Everything I Needed to Know I Learned on a Knitting Project


Well—maybe not everything, but  quite a lot! As I look back on various knitting projects I find that there are many life lessons to be learned–If only I had been listening more closely, I might have only needed to do one project!  Alas,  I have more than 20 years worth to choose from.

Lesson 1:  Work on something you like
This first “real” thing I knitted was a red turtle-neck sweater. It took me over a year, as it seemed to involve acres of plain stocking stitch and I had to tackle it in phases. I would enthusiastically knit an inch or two, then it would languish for weeks waiting for me to feel like starting it again. It took so long that by the end of the project I found that I didn’t really want a red turtle-neck after all. And indeed red sweaters were the stuff of nightmares to me. Hence lesson number one was learned: Make something you really like, even if it looks like it might not be easy. Every project has challenges, even an apparently “easy” one like a stocking-stitch sweater  (e.g., the instruction “continue until the front measures 15 inches”). If you want to finish badly enough, you will approach  these difficulties with fortitude. If you’re not that committed, you might be more likely to give up, or at least let the project  drag on to the point where there is no pleasure, merely relief, at the outcome. I have seen this principle lived out on many projects at work too—so work on something you are passionate about! If you care about the outcome, you will survive the hard parts, put in the effort, and enjoy a sense of accomplishment when it is over.

Lesson 2: Sweat the small stuff
A stitch is a small thing, but each one matters. If you drop one, you can spoil the whole garment. And each stitch makes its own contribution to the whole, until eventually, if you are very patient, you will look down at your work and find that you—all alone and with the help of 17 billion stitches—have knitted 15 inches of plain red stocking stitch. You have half a sweater! And so it is with life, many small tasks performed well add up to a beautiful whole. Habitual small kindly acts add up to a beautiful life. If we look at many great achievements we usually find that they involved the dedicated contributions of many people simply “doing their part”, doing it well, and in the process transforming uninspiring raw materials into something extraordinary.

**Requirement 1:**
In the order they occur, list every word or phrase that the essay on knitting lessons encloses in quotation marks.
**Requirement 2:**
Carry on the essay on knitting lessons from its final sentence, keeping its voice and structure.

Collected data entries

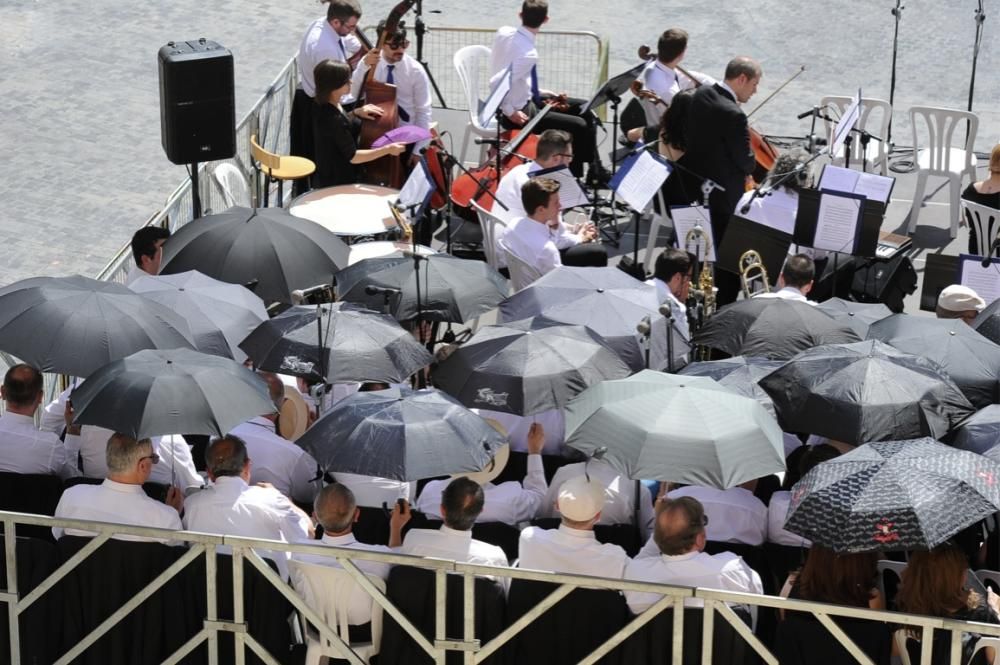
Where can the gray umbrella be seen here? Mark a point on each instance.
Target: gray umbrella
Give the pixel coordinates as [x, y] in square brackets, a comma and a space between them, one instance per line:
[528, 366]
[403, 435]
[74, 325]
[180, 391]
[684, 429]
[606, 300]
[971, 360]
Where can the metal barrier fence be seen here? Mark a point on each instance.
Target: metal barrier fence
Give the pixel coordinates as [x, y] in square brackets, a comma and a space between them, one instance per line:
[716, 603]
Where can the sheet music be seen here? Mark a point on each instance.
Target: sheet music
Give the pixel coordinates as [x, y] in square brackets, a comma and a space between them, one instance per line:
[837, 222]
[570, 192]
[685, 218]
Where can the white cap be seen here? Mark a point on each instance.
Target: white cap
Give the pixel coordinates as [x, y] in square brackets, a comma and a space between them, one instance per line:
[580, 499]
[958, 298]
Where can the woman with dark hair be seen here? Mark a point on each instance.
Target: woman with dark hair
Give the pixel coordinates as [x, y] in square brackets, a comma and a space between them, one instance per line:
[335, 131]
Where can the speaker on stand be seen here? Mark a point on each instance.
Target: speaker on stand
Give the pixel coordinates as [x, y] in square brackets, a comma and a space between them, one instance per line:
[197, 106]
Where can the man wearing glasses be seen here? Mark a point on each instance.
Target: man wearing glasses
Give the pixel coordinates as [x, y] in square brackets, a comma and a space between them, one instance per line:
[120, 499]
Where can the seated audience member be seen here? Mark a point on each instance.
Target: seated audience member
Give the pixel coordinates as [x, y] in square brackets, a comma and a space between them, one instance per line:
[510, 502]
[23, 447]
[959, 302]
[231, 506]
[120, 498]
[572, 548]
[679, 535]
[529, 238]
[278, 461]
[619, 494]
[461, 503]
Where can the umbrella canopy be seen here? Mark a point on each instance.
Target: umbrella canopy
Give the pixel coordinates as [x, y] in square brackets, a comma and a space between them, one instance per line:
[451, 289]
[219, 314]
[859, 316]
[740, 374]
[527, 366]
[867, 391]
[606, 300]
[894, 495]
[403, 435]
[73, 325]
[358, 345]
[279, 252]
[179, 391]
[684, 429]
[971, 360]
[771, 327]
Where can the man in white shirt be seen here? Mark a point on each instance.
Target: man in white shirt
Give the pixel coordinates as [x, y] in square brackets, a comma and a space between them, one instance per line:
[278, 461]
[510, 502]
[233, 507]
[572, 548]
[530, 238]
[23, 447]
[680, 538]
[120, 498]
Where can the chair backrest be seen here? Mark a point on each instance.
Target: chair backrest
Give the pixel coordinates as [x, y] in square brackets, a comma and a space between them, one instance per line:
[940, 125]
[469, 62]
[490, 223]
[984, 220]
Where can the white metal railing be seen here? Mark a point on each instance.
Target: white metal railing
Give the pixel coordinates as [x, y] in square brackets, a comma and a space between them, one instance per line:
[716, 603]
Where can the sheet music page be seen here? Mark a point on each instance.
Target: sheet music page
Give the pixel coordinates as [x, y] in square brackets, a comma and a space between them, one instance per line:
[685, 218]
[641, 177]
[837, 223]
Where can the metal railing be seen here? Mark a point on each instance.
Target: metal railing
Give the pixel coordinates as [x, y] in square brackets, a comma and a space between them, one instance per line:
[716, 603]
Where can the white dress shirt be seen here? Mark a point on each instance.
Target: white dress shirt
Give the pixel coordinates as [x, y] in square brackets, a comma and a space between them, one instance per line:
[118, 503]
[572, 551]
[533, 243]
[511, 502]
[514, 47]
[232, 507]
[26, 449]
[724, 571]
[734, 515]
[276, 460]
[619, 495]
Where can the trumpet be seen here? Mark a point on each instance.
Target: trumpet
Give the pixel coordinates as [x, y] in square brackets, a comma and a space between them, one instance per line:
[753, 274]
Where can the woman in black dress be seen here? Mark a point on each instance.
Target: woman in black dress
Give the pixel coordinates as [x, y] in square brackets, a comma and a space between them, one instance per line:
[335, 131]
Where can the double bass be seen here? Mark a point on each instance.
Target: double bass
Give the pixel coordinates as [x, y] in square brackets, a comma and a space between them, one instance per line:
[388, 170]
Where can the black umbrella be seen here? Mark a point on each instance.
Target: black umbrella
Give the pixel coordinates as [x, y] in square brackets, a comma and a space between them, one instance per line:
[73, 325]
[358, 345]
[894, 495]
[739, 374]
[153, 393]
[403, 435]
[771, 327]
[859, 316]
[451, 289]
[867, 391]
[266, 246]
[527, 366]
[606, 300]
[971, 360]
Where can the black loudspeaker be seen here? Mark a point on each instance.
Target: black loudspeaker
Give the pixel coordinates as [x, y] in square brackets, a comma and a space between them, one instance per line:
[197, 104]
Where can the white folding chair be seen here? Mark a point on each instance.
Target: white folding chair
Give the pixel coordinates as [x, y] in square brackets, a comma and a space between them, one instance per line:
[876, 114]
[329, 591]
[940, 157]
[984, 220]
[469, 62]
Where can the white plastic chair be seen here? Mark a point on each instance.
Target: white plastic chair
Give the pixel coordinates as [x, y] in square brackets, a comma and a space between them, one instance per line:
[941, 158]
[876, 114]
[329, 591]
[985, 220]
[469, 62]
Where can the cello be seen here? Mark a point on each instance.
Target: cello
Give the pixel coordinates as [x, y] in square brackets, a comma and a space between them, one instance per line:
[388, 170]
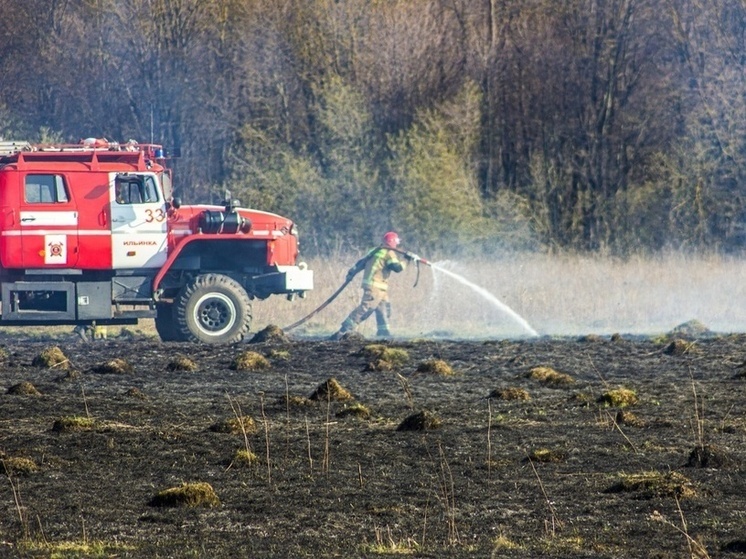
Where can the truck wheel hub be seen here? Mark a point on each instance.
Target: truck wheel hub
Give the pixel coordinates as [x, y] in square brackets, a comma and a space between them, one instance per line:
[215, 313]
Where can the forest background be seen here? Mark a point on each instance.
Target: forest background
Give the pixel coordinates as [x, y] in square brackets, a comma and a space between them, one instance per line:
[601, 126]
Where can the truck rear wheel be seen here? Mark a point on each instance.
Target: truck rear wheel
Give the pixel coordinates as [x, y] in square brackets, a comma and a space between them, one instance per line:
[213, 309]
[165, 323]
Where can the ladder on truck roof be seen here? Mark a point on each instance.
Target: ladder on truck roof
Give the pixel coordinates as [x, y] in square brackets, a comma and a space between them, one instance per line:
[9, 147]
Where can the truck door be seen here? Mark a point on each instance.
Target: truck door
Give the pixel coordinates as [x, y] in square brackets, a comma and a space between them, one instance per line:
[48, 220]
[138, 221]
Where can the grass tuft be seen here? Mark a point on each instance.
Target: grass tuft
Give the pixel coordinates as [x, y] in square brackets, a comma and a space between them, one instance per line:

--

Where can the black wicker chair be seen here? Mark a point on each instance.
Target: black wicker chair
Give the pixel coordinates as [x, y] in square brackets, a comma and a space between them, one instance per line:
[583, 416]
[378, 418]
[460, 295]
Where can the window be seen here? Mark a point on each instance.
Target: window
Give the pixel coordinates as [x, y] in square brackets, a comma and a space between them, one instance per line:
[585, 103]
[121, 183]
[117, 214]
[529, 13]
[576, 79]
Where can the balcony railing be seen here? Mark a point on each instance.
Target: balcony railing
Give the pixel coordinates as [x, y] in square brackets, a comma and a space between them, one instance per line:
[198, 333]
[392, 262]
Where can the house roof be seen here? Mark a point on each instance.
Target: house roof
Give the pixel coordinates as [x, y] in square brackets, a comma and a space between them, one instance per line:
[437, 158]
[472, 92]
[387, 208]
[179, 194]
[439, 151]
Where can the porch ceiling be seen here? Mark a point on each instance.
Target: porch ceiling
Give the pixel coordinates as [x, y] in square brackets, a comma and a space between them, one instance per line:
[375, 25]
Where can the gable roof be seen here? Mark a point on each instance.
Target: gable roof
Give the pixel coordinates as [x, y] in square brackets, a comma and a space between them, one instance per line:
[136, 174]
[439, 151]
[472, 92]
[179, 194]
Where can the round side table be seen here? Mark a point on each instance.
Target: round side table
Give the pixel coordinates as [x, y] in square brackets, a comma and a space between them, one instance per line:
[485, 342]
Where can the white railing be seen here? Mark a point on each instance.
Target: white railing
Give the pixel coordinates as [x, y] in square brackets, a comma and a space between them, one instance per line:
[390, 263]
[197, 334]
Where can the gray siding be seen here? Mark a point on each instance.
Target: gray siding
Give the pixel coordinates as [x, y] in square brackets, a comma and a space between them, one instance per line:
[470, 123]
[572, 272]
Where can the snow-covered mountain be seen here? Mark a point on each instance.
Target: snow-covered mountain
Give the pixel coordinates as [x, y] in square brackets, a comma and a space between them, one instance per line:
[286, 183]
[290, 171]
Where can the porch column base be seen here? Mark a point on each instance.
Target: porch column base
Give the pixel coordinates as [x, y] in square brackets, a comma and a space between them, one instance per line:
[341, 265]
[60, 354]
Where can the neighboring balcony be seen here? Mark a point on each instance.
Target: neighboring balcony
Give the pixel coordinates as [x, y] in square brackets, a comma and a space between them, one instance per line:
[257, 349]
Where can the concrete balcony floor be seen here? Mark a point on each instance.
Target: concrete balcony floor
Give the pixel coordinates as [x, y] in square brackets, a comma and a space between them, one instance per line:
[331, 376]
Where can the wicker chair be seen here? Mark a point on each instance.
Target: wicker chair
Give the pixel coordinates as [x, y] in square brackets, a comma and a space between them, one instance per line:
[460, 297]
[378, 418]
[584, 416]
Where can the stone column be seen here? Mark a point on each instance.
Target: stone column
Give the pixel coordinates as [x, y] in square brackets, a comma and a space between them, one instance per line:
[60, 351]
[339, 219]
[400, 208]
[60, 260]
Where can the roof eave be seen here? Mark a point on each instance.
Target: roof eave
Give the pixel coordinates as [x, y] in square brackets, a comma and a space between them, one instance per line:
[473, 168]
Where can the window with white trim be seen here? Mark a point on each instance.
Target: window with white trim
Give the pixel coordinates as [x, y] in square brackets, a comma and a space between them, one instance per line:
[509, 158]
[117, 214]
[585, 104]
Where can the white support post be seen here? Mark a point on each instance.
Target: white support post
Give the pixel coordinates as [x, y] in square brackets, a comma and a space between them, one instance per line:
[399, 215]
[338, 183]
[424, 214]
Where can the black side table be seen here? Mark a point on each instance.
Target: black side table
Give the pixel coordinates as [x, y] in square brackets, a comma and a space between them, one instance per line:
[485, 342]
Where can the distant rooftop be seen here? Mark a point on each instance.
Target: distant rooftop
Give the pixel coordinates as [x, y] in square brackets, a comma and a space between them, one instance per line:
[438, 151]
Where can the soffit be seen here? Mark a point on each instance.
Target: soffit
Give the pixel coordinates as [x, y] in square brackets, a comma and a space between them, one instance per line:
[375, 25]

**Task output 1:**
real
easy
continue until the front measures 15 inches
doing their part

**Task output 2:**
Lesson 3: Don’t give up if the outcome isn’t quite what you expected
Don’t be afraid of do-overs. When I reached the end of my red turtle-neck, it turned out to be a blessing that I didn’t like it much anymore, because it wouldn’t go over my head anyway. I cast off too tight. I tried the logical approach lazy way out (wetting it with my tears and stretching it as much as I dared) to no avail. So it had to be undone.  Then I had a sweater that fit me, but that I was sick of the sight of. I wore it anyway for a while and I moved on to other projects. Eventually, I came back to that sweater, ripped the whole thing out, and knit it again, this time as a cabled vest. I liked that vest and wore it a lot. Lesson learned: Recognize a beginning for what it is—the beginning, not the end. Life is a process, and re-dos are allowed. The important thing is to apply the lessons learned to build something better.

I can’t claim to always have applied these lessons to my life. But over the years I have knit a lot of other things, and I have never made another plain red turtle-neck.